### What is expected
An exact copy of every entry below is needed.

BEGIN Records for the exercise

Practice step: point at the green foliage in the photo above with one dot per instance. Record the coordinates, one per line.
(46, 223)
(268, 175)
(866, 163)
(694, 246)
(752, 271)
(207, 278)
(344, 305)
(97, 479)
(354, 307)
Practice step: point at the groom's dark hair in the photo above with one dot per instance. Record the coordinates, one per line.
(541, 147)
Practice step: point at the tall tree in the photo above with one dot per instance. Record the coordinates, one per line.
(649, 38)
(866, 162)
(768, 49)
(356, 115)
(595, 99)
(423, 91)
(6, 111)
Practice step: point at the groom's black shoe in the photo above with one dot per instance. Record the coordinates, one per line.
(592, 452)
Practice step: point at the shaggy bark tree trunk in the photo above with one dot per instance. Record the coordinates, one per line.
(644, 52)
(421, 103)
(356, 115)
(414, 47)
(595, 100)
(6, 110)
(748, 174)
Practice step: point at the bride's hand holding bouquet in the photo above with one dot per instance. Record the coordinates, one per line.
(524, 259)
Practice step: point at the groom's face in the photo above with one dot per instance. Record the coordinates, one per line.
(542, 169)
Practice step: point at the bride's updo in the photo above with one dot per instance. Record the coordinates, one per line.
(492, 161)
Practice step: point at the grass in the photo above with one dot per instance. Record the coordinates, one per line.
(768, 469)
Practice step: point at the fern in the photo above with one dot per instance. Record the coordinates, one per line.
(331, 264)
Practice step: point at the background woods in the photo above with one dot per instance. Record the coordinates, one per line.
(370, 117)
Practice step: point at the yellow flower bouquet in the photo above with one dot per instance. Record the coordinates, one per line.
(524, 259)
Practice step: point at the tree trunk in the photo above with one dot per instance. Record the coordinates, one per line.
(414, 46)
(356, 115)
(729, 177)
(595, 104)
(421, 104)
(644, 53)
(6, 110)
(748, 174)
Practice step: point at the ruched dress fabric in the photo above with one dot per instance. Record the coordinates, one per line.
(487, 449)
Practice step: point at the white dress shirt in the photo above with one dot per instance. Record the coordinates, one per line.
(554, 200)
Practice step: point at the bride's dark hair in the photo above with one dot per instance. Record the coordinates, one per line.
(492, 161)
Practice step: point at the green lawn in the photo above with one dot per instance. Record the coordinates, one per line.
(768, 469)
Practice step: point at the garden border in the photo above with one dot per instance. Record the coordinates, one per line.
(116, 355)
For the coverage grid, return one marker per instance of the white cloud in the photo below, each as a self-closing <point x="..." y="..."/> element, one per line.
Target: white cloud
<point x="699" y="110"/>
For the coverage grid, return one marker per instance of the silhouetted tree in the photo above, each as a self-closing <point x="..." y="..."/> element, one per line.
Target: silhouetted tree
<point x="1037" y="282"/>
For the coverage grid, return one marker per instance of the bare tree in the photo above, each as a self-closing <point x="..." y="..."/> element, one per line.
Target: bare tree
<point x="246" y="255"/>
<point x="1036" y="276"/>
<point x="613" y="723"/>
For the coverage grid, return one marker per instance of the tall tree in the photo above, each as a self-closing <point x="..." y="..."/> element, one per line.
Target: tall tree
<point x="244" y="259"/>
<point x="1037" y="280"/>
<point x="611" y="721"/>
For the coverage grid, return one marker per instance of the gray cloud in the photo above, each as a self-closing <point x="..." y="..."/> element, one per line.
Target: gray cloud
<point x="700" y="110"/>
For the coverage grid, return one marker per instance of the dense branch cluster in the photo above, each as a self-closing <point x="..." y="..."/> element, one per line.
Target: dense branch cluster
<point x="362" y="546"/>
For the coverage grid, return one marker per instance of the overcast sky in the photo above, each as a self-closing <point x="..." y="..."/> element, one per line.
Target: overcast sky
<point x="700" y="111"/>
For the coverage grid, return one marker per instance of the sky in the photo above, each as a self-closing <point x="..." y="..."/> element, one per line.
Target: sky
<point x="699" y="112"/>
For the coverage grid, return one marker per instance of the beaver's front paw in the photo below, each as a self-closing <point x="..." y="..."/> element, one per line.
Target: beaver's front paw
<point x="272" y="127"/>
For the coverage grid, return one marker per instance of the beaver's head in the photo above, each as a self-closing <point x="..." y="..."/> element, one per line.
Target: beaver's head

END Records for the exercise

### Output of the task
Practice step: point at the green foliage in the photo above with one dot per instance. Record the coordinates, one per line.
(46, 223)
(268, 175)
(866, 163)
(694, 246)
(752, 271)
(207, 278)
(344, 305)
(97, 479)
(354, 307)
Practice step: point at the groom's dark hair in the photo above with one dot per instance. Record the coordinates, one per line.
(541, 147)
Practice step: point at the tall tree in the photo above with one dot per instance. Record the coordinates, one per line.
(649, 38)
(866, 162)
(768, 49)
(356, 115)
(595, 99)
(423, 91)
(6, 111)
Practice step: point at the groom's black shoe in the photo above with one dot per instance. Record the coordinates, one per line.
(592, 452)
Practice step: point at the shaggy bark tree trunk in the photo above with one dot per instance. Record the coordinates, one per line.
(644, 52)
(421, 103)
(356, 115)
(414, 47)
(595, 100)
(6, 110)
(748, 174)
Practice step: point at the bride's hand holding bouquet in the photo above with one dot per instance. Record the coordinates, one per line.
(524, 259)
Practice step: point at the groom's face in the photo above with one dot per instance. Record the coordinates, one per line.
(542, 169)
Practice step: point at the bride's updo in the photo above with one dot per instance. Record the coordinates, one per line.
(492, 161)
Practice step: point at the grass in the photo above with one dot per instance. Record the coordinates, one per line.
(768, 469)
Practice step: point at the fern in the photo above with one dot per instance. Record the coordinates, one per line.
(331, 264)
Practice step: point at the background woods in the photo above with one dot per instance. Record the coordinates, one per line.
(370, 117)
Practice step: point at the yellow flower bouquet in the photo above with one dot per instance. Record the coordinates, one per line.
(524, 259)
Practice step: point at the tree trunk in the photo above with one dot per instance. Record the coordinates, one per line.
(414, 46)
(356, 115)
(729, 177)
(595, 104)
(421, 104)
(644, 53)
(6, 110)
(748, 174)
Practice step: point at the ruched dress fabric in the photo above with one dot per instance. Record the coordinates, one per line.
(487, 449)
Practice step: point at the white dress shirt in the photo above with one dot per instance. Record the coordinates, one per line.
(554, 200)
Practice step: point at the bride's dark hair in the photo above with one dot per instance. Record the coordinates, one per line.
(492, 161)
Practice step: point at the green lawn in the photo above with one dot per instance. Record the coordinates, one per line.
(768, 469)
Practice step: point at the garden border in the photo above with one dot per instance. Record the coordinates, one per line.
(116, 355)
For the coverage grid, return one marker per instance of the white cloud in the photo below, each as a self-closing <point x="..." y="..."/> element, one per line.
Target: white cloud
<point x="699" y="110"/>
For the coverage grid, return one marker per instance of the silhouetted tree in the photo above, each as a self-closing <point x="..." y="..."/> element, one per line.
Target: silhouetted tree
<point x="1037" y="282"/>
For the coverage grid, return one marker per instance of the bare tree in the photo above, each as a self-closing <point x="..." y="..."/> element, one per line.
Target: bare tree
<point x="246" y="255"/>
<point x="1036" y="276"/>
<point x="613" y="723"/>
For the coverage grid, return one marker per instance of the tall tree in the photo above, each as a self-closing <point x="..." y="..."/> element, one per line.
Target: tall tree
<point x="244" y="259"/>
<point x="1037" y="280"/>
<point x="611" y="721"/>
For the coverage grid, return one marker per instance of the gray cloud in the photo above, each as a self-closing <point x="..." y="..."/> element, one per line.
Target: gray cloud
<point x="700" y="110"/>
For the coverage grid, return one marker per instance of the dense branch cluster in the photo above, each as a self-closing <point x="..." y="..."/> element, one per line.
Target: dense branch cluster
<point x="362" y="546"/>
For the coverage grid, return one marker per instance of the overcast sky in the photo above, each as a self-closing <point x="..." y="..."/> element, one per line.
Target: overcast sky
<point x="700" y="111"/>
For the coverage grid, return one marker per instance of the sky in the photo above, each as a self-closing <point x="..." y="..."/> element, one per line.
Target: sky
<point x="699" y="112"/>
For the coverage grid, return one marker per instance of the beaver's front paw in the photo below, each as a self-closing <point x="..." y="..."/> element, one per line.
Target: beaver's front paw
<point x="272" y="127"/>
For the coverage grid, return one marker per instance of the beaver's head in the photo above, each as a self-closing <point x="..." y="..."/> element, one per line.
Target: beaver's head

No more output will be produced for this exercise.